_Set exercise_
How many lines in the data below contain the string "cloud"? Case counts; reply with the number only.

---

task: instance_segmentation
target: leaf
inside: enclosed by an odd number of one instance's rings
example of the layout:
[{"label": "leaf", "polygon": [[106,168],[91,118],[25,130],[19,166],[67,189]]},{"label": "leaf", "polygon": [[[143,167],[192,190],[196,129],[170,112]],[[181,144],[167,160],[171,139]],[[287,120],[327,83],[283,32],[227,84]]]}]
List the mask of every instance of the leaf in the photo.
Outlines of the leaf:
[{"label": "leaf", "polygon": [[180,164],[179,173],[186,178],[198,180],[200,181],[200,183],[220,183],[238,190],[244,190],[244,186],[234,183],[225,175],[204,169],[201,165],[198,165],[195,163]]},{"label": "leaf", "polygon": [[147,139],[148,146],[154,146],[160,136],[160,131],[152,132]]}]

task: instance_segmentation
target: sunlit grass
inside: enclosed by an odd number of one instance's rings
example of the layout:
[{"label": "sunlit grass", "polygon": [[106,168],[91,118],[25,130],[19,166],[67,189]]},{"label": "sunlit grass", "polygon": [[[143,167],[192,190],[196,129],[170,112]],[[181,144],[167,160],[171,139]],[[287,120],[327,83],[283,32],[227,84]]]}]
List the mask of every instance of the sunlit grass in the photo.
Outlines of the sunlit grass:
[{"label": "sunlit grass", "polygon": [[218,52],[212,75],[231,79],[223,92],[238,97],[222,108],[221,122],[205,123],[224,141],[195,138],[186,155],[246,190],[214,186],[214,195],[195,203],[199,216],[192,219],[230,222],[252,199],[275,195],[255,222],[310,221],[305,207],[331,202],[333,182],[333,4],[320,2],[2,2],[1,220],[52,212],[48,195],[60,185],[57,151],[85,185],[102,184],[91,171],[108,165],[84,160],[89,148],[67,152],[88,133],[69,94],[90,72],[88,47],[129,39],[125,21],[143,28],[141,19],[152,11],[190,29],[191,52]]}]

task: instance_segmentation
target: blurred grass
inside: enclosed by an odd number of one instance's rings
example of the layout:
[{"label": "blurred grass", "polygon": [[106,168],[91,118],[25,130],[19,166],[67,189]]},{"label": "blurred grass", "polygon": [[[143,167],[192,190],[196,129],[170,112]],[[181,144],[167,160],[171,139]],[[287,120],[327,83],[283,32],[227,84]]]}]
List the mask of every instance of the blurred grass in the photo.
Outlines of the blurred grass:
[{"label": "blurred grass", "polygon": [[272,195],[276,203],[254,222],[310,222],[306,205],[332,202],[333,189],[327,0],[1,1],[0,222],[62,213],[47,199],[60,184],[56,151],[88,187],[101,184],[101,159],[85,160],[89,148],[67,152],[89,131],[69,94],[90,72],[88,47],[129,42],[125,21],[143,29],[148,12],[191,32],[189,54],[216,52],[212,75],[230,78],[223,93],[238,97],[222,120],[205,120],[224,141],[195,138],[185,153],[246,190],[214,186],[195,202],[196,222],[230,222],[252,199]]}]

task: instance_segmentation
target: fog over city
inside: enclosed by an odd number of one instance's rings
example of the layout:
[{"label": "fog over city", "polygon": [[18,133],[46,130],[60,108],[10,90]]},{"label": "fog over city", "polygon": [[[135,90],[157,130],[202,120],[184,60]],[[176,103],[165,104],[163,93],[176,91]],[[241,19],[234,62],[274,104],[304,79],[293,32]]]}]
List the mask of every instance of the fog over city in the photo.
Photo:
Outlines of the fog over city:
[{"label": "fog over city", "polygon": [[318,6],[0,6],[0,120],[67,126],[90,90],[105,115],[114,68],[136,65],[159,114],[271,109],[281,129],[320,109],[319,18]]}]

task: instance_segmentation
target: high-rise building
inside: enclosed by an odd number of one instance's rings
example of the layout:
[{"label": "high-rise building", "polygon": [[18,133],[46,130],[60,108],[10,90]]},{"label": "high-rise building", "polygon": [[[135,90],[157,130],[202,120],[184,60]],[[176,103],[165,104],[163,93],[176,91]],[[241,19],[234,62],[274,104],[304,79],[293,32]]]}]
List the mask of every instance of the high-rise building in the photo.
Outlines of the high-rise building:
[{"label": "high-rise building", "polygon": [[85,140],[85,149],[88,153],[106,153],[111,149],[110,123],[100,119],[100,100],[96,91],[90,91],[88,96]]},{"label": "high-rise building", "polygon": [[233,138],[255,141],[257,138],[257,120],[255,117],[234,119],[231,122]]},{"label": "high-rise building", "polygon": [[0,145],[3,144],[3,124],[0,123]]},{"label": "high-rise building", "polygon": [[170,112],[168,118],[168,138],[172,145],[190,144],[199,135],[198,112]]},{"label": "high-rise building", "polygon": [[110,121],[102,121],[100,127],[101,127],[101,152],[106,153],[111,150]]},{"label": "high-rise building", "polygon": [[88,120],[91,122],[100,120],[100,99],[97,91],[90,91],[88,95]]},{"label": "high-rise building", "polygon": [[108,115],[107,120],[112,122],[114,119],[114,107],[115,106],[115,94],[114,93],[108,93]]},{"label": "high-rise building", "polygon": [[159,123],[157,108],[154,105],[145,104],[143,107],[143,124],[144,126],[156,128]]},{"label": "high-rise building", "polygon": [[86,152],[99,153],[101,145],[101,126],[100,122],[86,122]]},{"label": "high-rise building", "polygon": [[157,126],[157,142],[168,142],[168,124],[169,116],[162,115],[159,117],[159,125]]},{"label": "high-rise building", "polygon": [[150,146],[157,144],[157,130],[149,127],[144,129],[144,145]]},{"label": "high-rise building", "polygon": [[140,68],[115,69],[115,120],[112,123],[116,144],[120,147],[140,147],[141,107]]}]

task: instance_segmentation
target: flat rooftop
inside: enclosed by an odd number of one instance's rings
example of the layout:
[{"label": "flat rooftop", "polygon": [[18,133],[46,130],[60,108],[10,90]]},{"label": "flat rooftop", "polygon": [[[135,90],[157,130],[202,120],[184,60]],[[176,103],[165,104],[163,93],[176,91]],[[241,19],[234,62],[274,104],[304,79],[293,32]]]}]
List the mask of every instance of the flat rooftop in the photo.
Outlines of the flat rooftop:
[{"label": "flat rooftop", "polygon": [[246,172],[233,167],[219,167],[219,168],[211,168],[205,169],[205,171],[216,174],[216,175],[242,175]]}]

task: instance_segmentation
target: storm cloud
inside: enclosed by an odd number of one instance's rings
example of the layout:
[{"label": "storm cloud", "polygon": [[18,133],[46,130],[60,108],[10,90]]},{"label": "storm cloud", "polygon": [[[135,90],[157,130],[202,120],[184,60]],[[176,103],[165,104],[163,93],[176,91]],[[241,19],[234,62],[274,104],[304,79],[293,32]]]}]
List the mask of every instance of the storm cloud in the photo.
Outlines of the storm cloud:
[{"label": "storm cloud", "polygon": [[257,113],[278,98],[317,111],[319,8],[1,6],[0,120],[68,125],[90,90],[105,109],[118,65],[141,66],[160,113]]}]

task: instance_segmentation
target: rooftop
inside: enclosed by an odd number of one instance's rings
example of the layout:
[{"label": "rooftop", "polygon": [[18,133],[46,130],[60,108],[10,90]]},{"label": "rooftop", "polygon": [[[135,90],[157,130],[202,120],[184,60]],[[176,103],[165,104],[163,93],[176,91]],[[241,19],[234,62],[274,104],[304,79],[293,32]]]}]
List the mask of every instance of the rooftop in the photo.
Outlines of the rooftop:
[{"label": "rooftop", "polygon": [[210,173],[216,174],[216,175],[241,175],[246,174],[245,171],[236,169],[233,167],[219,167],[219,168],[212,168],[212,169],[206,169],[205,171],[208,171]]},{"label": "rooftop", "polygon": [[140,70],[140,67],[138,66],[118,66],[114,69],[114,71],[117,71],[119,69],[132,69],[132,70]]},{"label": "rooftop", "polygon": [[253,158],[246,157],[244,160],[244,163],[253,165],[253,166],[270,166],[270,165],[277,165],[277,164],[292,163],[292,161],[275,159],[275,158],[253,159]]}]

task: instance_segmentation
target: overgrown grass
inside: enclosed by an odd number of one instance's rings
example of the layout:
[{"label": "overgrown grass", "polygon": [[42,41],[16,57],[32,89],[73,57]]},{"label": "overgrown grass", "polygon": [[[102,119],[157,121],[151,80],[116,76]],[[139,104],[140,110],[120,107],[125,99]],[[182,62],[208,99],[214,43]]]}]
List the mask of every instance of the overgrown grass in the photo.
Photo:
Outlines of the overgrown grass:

---

_Expected answer_
5